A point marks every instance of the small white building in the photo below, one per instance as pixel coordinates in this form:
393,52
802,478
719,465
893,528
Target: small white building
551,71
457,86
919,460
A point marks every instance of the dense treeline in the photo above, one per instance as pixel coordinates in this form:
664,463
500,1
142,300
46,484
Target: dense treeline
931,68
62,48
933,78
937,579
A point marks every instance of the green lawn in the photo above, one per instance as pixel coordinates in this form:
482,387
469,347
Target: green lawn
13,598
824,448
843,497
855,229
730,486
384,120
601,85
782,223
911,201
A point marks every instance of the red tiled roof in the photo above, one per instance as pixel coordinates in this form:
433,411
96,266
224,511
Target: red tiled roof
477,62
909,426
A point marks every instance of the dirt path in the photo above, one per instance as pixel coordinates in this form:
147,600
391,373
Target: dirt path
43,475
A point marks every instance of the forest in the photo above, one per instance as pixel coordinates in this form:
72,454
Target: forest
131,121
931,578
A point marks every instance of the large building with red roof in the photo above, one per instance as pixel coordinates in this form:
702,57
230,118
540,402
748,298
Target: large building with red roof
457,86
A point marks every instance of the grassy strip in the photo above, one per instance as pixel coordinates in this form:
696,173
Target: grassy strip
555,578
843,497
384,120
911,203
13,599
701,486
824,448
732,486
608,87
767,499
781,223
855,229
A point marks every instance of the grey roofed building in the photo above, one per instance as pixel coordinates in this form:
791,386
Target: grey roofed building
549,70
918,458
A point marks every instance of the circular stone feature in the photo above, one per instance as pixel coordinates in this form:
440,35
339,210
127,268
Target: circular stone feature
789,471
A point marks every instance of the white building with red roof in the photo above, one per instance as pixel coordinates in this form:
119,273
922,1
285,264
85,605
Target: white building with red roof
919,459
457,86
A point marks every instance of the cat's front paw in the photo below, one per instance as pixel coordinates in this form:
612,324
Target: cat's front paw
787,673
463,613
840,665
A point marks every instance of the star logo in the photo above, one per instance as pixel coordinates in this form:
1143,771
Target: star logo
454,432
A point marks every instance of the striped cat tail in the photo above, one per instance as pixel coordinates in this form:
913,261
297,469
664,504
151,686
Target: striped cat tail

> **WORK TO BE COMPLETED**
Transcribe the data above in full, exactly.

> **SOLUTION TO THE EXERCISE**
A point marks every instance of the small white building in the photo below, one per instance as pixel coordinates in this form:
393,52
802,478
719,465
893,528
Target: small white building
551,71
457,86
919,460
A point marks every instance of the dense treeline in the photo above, one per instance as pixel coordinates in this form:
664,463
500,1
142,300
46,484
Target: dense treeline
931,68
62,48
933,78
937,579
A point marks every instance of the green lawn in the photo above, one per instance as pixel coordinates in this form:
482,387
469,347
Target: green lawn
13,598
824,448
843,497
855,229
730,486
384,120
601,85
782,223
911,201
A point marks every instance of the red tiled roof in the photo above, one per instance as pixel coordinates in this form:
433,411
96,266
224,511
Target: red tiled roof
477,62
909,426
A point marks every instance of the dirt path in the photo above, one per instance as pixel coordinates in this form:
147,600
391,373
Target: dirt path
43,475
A point marks every instance of the forest in the photo above, one per instance as pixel coordinates in this form:
72,454
Target: forest
131,121
931,578
A point marks every instance of the large building with red roof in the photo above, one per instance as pixel coordinates in this form:
702,57
230,118
540,402
748,298
Target: large building with red roof
457,86
A point marks every instance of the grassy strip in the photo above, one per instance as pixel coordinates in this form:
696,173
Target: grassy strip
555,578
843,497
384,120
911,203
13,599
701,486
824,448
732,486
608,87
767,499
781,223
855,229
A point marks every instance of the grey roofed building in the photo above, one per instance as pixel coordinates in this form:
791,386
Target: grey roofed building
549,70
918,458
A point marks every instance of the circular stone feature in the photo above, one per instance as pixel coordinates in this form:
440,35
339,210
127,268
Target: circular stone feature
789,471
A point marks every instance of the white building with red roof in the photo above, one per instance as pixel coordinates in this form:
119,273
922,1
285,264
85,605
Target: white building with red roof
919,459
457,86
A point marks every instance of the cat's front paw in the photo below, one per instance as pixel coordinates in this form:
612,324
Target: cat's front paw
787,673
463,613
840,665
A point marks every instance of the star logo in the photo above, one per instance as pixel coordinates in this form:
1143,771
Target: star logo
454,432
A point marks every instance of the striped cat tail in the photo above, one per instance as pixel coordinates in this form:
913,261
297,469
664,504
151,686
Target: striped cat tail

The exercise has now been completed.